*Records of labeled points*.
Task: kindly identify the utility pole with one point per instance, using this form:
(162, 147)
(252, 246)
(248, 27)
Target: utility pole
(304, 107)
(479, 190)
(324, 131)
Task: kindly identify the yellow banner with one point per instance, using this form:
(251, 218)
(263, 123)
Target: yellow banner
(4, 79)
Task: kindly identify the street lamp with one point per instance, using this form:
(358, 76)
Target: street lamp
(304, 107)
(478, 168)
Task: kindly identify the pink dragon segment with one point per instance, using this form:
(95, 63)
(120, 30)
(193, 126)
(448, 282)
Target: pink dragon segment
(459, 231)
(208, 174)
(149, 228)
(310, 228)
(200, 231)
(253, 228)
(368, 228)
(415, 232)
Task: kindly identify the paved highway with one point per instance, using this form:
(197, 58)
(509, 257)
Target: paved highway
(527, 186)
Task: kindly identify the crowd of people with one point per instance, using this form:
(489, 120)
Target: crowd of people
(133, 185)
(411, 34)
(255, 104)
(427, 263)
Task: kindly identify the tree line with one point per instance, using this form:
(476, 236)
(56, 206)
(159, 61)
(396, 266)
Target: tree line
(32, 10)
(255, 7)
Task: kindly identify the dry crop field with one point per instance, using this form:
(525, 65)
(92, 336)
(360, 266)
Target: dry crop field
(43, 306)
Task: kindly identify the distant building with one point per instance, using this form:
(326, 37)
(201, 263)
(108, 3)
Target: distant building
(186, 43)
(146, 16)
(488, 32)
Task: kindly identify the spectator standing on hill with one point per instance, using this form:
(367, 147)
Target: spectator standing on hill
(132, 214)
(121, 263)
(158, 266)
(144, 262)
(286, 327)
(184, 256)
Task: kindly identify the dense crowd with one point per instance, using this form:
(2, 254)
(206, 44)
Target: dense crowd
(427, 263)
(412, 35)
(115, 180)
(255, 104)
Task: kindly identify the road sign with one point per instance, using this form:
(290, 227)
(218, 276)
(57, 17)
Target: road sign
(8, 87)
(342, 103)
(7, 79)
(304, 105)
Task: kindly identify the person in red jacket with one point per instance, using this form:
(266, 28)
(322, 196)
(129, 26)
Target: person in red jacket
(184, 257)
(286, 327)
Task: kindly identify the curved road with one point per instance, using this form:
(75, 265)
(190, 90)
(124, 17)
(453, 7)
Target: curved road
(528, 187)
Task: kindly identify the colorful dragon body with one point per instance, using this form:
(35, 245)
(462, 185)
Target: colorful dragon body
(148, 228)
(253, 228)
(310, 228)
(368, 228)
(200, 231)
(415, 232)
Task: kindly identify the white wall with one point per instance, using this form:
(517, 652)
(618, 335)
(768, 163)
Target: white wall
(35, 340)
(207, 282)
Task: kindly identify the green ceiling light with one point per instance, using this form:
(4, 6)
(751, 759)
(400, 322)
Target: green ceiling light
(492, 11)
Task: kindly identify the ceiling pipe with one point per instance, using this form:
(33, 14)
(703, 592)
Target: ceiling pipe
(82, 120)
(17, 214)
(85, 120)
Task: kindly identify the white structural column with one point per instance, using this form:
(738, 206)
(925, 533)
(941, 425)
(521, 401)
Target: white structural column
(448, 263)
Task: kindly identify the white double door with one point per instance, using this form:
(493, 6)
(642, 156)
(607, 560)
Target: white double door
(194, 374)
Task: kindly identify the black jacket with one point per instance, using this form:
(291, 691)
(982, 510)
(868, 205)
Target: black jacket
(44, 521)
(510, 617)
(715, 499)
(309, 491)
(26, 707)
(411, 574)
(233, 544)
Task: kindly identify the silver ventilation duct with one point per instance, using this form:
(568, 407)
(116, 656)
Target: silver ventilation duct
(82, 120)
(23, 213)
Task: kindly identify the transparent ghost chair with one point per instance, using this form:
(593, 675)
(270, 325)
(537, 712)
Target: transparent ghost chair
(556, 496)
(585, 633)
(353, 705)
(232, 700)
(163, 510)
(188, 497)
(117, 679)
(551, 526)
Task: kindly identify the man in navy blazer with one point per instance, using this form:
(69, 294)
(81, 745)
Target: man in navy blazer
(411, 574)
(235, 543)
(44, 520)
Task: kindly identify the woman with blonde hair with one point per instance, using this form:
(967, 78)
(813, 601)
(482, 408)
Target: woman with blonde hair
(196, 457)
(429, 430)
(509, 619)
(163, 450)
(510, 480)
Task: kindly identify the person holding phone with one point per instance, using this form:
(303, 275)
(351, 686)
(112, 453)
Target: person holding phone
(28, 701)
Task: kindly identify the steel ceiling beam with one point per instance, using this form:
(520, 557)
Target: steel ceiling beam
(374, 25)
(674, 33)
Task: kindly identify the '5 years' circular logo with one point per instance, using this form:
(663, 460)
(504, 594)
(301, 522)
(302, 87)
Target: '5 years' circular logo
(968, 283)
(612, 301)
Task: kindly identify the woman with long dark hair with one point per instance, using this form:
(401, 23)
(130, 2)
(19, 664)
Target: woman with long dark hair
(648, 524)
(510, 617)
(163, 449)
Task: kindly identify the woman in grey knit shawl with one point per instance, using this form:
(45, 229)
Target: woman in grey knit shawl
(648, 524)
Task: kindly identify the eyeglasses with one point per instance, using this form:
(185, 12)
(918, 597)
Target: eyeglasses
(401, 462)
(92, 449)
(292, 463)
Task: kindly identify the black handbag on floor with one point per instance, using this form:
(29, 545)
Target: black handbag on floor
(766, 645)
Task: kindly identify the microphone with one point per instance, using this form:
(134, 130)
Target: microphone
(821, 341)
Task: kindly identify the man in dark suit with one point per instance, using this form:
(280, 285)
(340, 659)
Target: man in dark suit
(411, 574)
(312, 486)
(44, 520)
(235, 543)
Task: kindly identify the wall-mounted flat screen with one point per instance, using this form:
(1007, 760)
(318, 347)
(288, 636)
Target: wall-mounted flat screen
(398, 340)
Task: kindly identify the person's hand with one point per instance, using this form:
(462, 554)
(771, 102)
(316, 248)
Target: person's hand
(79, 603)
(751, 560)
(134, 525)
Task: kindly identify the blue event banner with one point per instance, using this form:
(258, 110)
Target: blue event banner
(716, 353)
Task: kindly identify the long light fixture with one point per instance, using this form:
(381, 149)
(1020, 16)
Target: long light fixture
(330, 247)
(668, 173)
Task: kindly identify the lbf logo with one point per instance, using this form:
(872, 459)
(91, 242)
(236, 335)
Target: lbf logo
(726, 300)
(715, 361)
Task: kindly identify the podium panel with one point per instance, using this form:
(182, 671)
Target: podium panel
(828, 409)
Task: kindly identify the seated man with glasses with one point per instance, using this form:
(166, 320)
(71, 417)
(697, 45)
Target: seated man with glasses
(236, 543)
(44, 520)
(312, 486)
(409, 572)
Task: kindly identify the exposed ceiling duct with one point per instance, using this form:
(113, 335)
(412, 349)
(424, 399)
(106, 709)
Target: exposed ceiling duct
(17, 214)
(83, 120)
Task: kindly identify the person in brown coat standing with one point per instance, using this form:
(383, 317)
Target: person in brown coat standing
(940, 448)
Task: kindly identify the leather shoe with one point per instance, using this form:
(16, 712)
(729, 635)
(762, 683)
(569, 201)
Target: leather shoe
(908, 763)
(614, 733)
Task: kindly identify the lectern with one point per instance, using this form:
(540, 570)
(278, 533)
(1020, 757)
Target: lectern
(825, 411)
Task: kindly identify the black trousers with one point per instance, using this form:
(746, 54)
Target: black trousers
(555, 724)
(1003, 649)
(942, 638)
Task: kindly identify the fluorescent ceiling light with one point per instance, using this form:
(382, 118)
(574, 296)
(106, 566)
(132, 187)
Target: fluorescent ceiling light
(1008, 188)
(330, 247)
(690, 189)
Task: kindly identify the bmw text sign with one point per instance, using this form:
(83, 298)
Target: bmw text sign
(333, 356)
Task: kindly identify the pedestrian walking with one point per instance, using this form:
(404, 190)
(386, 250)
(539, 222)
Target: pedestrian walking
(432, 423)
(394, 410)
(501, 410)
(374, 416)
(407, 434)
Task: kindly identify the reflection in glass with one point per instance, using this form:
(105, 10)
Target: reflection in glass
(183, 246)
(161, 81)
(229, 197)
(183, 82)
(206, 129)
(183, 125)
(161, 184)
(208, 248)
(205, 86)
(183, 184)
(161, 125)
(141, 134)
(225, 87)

*What needs to be done*. Rename "leather shoe" to "dress shoe" throughout the stretch of data that opens with the line containing "Task: kindly identify the seated" and runs through the end of the data, then write out that stretch again with everything else left as it is.

*Written solution*.
Task: kindly identify the seated man with glasses with one point per instance, using this form:
(166, 320)
(71, 417)
(697, 45)
Target: seated man with glasses
(236, 543)
(44, 520)
(312, 486)
(409, 572)
Task: kindly identify the exposed ceiling duct with one point per instance, using this form:
(113, 335)
(412, 349)
(424, 399)
(106, 709)
Target: exposed ceiling duct
(17, 214)
(83, 120)
Task: kindly identify the person in brown coat standing with one point per instance, using this form:
(383, 317)
Target: person in brown coat standing
(940, 448)
Task: kindly identify the dress shoe with one point per instance, using this form:
(16, 712)
(729, 635)
(762, 683)
(569, 201)
Target: dress shoe
(908, 763)
(614, 733)
Task: kindly identify the lectern with one point per instance, using this form:
(540, 570)
(278, 533)
(1020, 757)
Target: lectern
(825, 411)
Task: kindly identify the black trousers with one point per instance, using this form:
(746, 54)
Target: black trousers
(555, 724)
(1003, 649)
(942, 638)
Task: kindly identify the fluorescent ceiling light with one point per instance, using this form:
(382, 118)
(574, 296)
(106, 566)
(132, 187)
Target: fluorescent ceiling light
(1008, 188)
(330, 247)
(690, 189)
Task: kindly identify the bmw text sign with one point per instance, using this form:
(83, 298)
Target: bmw text sign
(333, 356)
Task: kindly identify the pedestrian walking with one point per instance, using this form:
(404, 190)
(386, 250)
(539, 222)
Target: pedestrian walking
(432, 423)
(394, 410)
(501, 410)
(374, 416)
(407, 434)
Task: kindly identify the reflection in glass with one point per instance, using this form:
(105, 10)
Target: reflection in glass
(183, 246)
(161, 81)
(229, 197)
(183, 82)
(206, 129)
(183, 125)
(161, 184)
(208, 248)
(205, 86)
(183, 184)
(161, 125)
(141, 134)
(225, 87)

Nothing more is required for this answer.